## Given text
====
Bioinspired two-in-one nanotransistor sensor for the simultaneous measurements of electrical and mechanical cellular responses

Author:

Gao Hongyan1ORCID,Yang Feiyu2,Sattari Kianoosh3ORCID,Du Xian24ORCID,Fu Tianda1ORCID,Fu Shuai1,Liu Xiaomeng1ORCID,Lin Jian3ORCID,Sun Yubing245ORCID,Yao Jun145ORCID

Affiliation:

1. Department of Electrical and Computer Engineering, University of Massachusetts, Amherst, Amherst, MA 01003, USA.

2. Department of Mechanical and Industrial Engineering, University of Massachusetts, Amherst, Amherst, MA 01003, USA.

3. Department of Mechanical and Aerospace Engineering, University of Missouri, Columbia, MO 65211, USA.

4. Institute for Applied Life Sciences, University of Massachusetts, Amherst, Amherst, MA 01003, USA.

5. Department of Biomedical Engineering, University of Massachusetts, Amherst, Amherst, MA 01003, USA.
====
## Record excerpts
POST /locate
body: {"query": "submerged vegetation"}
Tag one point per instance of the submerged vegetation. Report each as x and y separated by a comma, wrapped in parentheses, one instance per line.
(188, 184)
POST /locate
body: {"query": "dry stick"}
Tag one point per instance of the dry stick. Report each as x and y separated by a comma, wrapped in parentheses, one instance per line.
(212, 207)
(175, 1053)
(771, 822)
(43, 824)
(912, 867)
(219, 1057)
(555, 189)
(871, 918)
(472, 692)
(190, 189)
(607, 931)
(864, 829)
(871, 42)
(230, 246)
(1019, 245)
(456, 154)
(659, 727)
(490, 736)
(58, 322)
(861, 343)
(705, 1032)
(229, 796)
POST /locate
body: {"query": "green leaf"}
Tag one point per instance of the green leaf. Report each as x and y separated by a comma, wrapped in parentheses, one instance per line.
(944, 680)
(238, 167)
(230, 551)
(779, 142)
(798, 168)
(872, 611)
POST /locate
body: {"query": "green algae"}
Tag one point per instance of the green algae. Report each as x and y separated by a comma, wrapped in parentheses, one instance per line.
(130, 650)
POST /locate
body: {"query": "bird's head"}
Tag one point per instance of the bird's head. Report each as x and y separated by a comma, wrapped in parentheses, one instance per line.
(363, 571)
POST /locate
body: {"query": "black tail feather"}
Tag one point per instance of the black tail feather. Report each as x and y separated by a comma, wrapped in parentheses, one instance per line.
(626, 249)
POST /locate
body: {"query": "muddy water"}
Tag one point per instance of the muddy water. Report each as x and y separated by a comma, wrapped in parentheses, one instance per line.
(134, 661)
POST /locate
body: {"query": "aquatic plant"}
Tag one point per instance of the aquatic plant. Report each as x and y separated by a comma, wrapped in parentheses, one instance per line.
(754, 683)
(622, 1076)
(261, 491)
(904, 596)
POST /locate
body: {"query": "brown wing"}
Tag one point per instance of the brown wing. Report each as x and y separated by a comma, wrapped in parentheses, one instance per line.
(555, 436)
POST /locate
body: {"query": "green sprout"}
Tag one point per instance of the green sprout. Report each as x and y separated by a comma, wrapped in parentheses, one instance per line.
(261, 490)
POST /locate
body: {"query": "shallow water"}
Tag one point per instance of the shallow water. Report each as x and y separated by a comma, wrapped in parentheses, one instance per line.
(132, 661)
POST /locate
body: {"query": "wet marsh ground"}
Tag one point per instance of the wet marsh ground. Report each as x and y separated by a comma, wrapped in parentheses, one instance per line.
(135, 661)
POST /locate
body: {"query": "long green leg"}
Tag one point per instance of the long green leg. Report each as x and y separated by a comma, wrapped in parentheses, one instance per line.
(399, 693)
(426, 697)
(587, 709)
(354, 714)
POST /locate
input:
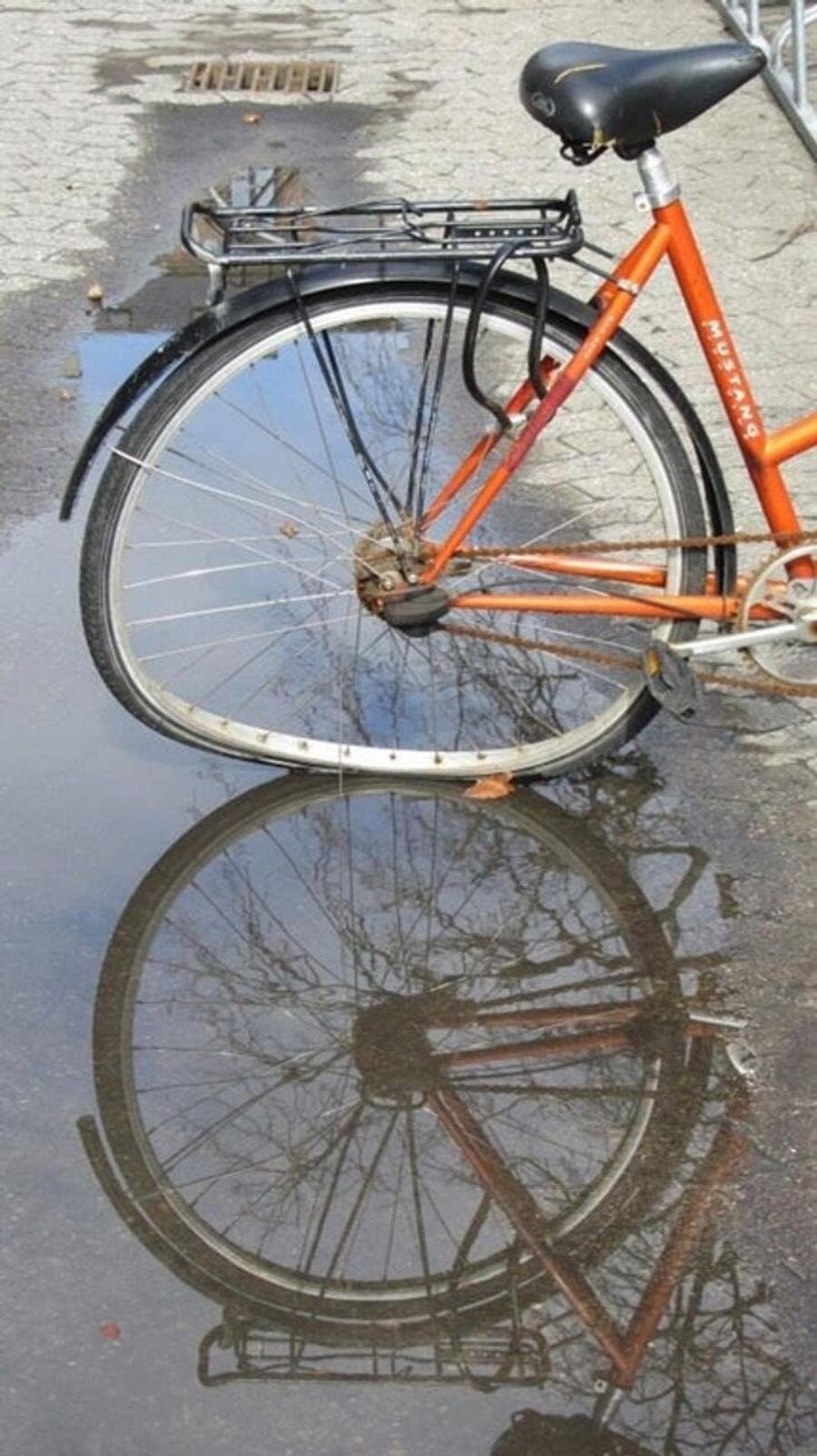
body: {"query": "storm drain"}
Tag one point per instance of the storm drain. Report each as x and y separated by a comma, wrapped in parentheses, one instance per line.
(264, 77)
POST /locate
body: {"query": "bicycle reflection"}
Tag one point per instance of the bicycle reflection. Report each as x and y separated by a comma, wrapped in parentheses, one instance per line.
(416, 1089)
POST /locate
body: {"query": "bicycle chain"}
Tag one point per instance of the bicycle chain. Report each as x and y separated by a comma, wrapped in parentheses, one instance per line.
(758, 683)
(781, 539)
====
## Work order A
Summarize the paper header in two sentences.
## Work order B
List every department or institute named among the affiliations in the paper header.
## Work order C
Revise the paper header's passage starting at "2. Department of" and ending at "MO 65211, USA.", replacing "Industrial" with "Manufacturing".

## Problem solution A
The header gives the title of a paper, "Bioinspired two-in-one nanotransistor sensor for the simultaneous measurements of electrical and mechanical cellular responses." It lists ten authors, with affiliations at several departments and an institute of the University of Massachusetts, Amherst, and at the University of Missouri in Columbia.

## Problem solution B
- Department of Electrical and Computer Engineering (University of Massachusetts, Amherst)
- Department of Mechanical and Industrial Engineering (University of Massachusetts, Amherst)
- Department of Mechanical and Aerospace Engineering (University of Missouri)
- Institute for Applied Life Sciences (University of Massachusetts, Amherst)
- Department of Biomedical Engineering (University of Massachusetts, Amherst)

## Problem solution C
2. Department of Mechanical and Manufacturing Engineering, University of Massachusetts, Amherst, Amherst, MA 01003, USA.

3. Department of Mechanical and Aerospace Engineering, University of Missouri, Columbia, MO 65211, USA.